# GOAL
Find every line in the listing below that contains the string "excavator", matching its case exactly, and copy each of those lines out in full.

# DATA RECORDS

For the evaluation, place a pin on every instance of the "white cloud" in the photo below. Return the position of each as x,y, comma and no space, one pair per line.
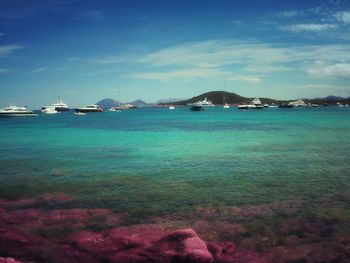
37,71
195,73
72,59
322,70
343,17
7,50
3,70
308,27
244,78
266,69
216,53
289,14
182,74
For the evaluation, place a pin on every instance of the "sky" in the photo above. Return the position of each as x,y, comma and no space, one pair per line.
86,50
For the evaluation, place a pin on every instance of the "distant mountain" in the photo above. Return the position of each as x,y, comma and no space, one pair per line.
332,97
140,103
108,103
166,101
221,97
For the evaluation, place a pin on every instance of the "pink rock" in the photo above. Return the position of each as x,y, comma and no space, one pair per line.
56,198
21,216
183,246
240,256
96,244
18,203
142,234
9,260
67,254
214,249
18,244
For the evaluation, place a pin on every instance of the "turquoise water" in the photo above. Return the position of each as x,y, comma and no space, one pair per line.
155,162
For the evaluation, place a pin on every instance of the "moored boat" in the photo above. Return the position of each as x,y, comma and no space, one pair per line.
255,104
286,106
49,110
90,108
79,113
202,103
196,108
58,106
14,111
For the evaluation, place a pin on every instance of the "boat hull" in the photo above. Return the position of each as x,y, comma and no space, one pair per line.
8,115
89,110
196,108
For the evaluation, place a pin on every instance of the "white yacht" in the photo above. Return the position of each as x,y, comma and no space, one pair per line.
49,110
255,104
14,111
203,103
58,106
90,108
298,103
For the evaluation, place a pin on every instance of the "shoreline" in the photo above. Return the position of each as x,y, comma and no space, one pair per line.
31,233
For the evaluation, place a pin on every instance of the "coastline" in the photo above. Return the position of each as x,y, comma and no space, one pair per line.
280,232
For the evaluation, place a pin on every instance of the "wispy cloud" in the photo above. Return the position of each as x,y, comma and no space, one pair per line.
37,71
99,72
266,69
308,27
343,17
3,70
195,73
322,70
290,13
7,50
72,59
220,53
91,14
176,74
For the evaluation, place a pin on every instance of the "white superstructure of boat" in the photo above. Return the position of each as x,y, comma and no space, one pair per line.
298,103
255,104
58,106
49,110
14,111
90,108
203,103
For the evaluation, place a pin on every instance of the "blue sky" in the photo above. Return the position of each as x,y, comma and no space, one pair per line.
84,51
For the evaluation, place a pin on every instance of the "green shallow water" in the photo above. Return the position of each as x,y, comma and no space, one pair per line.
155,162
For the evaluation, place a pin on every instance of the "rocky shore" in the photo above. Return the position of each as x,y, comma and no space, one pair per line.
31,233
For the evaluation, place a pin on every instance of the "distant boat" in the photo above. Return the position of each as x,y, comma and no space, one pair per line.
255,104
298,103
286,106
122,107
203,103
90,108
49,110
197,108
79,113
58,106
14,111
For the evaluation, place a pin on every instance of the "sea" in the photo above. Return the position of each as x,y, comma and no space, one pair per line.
260,178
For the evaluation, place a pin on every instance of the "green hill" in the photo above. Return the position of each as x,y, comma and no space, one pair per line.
221,97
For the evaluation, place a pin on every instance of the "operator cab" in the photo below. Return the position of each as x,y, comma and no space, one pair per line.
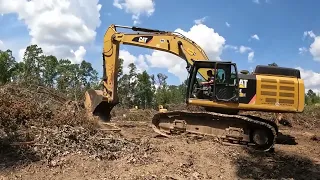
224,87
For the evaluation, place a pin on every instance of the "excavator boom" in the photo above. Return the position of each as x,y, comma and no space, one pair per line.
268,89
101,102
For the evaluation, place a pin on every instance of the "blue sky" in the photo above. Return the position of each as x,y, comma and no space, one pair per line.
279,26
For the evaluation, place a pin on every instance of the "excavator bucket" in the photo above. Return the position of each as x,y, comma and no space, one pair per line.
98,105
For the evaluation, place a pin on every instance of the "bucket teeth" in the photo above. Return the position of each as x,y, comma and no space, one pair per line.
98,105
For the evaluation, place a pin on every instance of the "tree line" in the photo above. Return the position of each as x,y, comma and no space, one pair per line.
134,89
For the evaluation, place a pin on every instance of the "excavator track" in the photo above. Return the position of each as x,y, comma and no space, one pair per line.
236,129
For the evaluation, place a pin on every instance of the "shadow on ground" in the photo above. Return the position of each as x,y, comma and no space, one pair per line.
276,165
285,139
14,155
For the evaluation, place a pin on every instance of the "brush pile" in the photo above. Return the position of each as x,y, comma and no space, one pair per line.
38,123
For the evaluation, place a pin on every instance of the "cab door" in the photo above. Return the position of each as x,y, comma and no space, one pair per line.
226,84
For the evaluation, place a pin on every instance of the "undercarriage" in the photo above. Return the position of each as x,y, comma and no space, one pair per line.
237,129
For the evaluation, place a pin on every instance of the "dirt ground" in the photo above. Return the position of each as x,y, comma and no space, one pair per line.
184,157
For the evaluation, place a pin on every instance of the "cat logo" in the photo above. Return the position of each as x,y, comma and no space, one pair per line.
243,83
142,39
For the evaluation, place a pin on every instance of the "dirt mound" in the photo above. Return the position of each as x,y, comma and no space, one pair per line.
309,119
38,123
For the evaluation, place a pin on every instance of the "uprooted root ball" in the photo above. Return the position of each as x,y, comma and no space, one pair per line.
38,123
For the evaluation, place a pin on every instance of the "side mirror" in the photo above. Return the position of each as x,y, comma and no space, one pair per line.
244,72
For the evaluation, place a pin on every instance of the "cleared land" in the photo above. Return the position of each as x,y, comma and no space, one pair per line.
45,136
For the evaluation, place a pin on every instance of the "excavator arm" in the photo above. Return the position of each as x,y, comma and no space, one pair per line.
101,102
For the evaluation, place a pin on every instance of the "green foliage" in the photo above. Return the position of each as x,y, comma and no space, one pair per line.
311,98
37,68
8,66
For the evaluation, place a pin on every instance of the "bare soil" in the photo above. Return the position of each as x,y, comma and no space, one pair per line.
62,143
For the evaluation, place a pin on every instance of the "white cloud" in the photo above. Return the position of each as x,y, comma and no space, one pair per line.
256,1
128,58
58,26
204,36
315,48
230,47
255,36
79,54
250,56
302,50
136,8
244,49
201,20
1,45
311,79
309,33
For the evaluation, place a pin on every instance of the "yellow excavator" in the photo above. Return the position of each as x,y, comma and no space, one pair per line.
268,88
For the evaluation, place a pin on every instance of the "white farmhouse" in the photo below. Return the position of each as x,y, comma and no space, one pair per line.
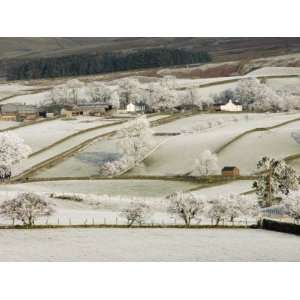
137,107
230,106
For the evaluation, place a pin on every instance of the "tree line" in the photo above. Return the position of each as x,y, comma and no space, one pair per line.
87,64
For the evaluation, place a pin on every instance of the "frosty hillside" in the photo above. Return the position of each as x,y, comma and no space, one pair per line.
129,150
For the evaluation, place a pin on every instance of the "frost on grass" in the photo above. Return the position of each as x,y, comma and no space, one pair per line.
135,140
26,208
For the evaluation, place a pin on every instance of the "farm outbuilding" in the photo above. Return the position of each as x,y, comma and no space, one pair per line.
230,171
19,111
231,106
135,107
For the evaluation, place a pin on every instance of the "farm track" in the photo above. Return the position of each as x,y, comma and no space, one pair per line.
29,124
220,149
28,92
52,161
237,79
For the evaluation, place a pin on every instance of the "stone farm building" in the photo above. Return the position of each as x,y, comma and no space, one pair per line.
94,109
231,106
18,112
135,107
230,171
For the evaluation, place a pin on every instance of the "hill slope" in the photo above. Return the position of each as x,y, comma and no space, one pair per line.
14,50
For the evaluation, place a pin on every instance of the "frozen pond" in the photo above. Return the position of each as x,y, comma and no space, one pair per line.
143,188
148,245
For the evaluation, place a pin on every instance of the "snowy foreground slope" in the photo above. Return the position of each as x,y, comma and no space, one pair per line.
148,245
103,200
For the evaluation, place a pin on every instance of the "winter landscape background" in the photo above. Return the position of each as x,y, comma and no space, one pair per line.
116,150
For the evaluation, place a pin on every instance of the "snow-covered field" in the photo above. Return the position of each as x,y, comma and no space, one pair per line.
275,71
88,161
277,143
238,187
142,188
66,145
39,136
102,201
9,89
7,124
148,245
283,83
178,155
34,99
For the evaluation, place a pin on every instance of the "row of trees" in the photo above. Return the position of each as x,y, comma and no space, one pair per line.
275,178
134,140
86,64
12,151
191,208
257,96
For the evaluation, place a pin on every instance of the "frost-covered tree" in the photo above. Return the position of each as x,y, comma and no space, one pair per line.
291,205
206,164
12,149
116,167
136,212
256,96
186,206
240,206
218,209
72,90
275,177
100,92
163,98
129,90
136,139
26,208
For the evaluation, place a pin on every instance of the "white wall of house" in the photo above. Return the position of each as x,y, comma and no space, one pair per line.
131,107
230,106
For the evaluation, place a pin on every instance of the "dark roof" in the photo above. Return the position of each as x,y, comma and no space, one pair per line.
227,168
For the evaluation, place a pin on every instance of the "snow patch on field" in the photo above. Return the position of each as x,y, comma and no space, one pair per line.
275,71
148,245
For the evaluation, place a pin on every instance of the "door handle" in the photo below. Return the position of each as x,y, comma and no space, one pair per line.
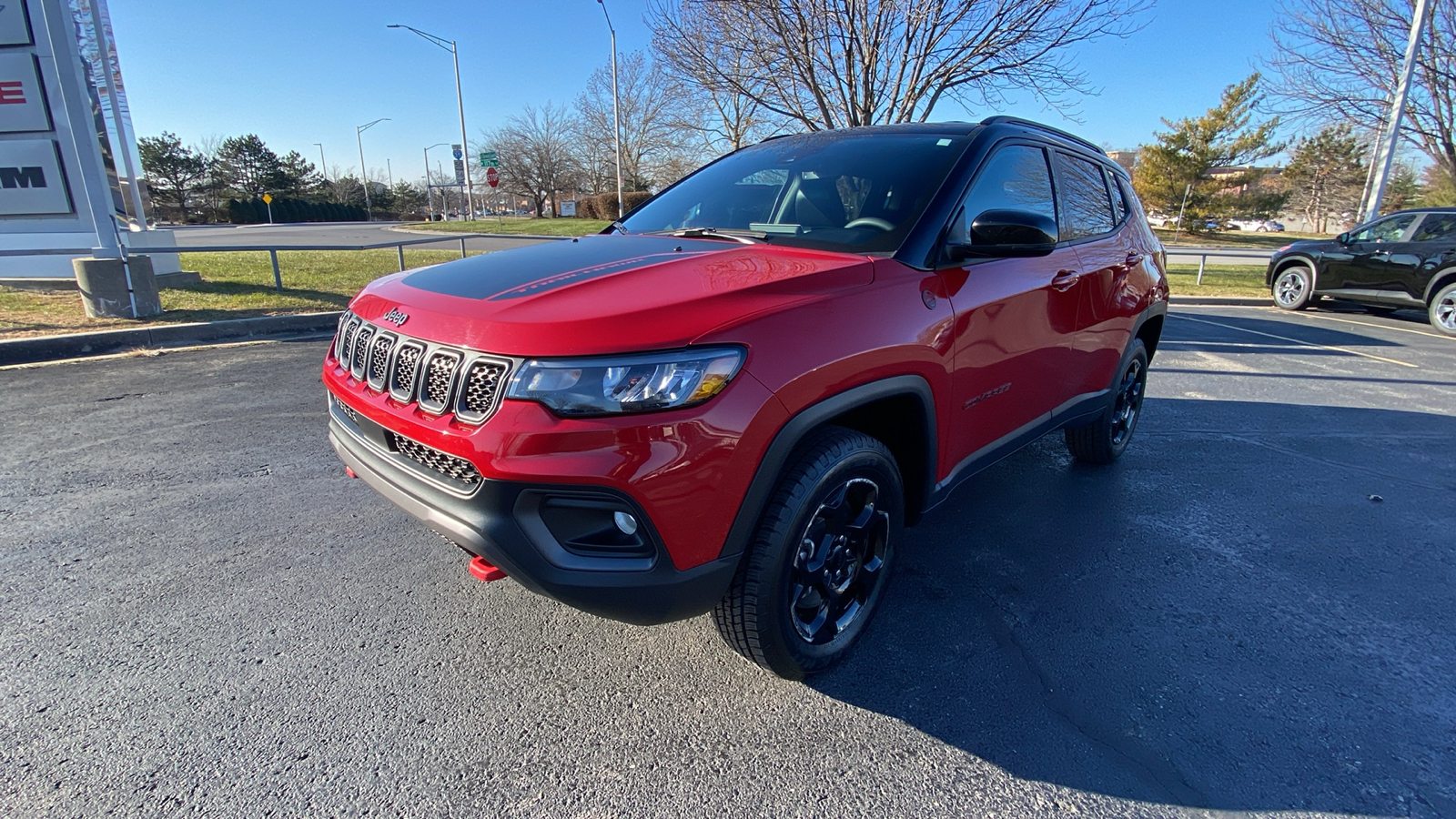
1065,280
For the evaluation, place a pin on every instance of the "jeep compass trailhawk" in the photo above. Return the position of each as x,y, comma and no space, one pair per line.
735,398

# TASK ANSWER
For the evaluation, place a pin on every instance of the "excavator boom" in the photo above. Return the position of each as x,y, comma and no space, one pair per line.
For the evaluation, place a pin on every instance of the "excavator bucket" in the photo above. Return the position of each as x,y, comma and no space, one pair per line.
For the evaluation, place a pin on every instance of the "excavator track" in the photo above. Return the position of each as x,y, comma and no space, one pair per line.
For the evaluation, place a pin on every instance of the "excavator arm" in the photo above. Return the position of each as x,y, comma and no space, one pair per line.
For the evaluation, place a pin on every instance of the "yellow excavator" in the photo above. Return the position of each as x,y, comma and no space, one pair per line.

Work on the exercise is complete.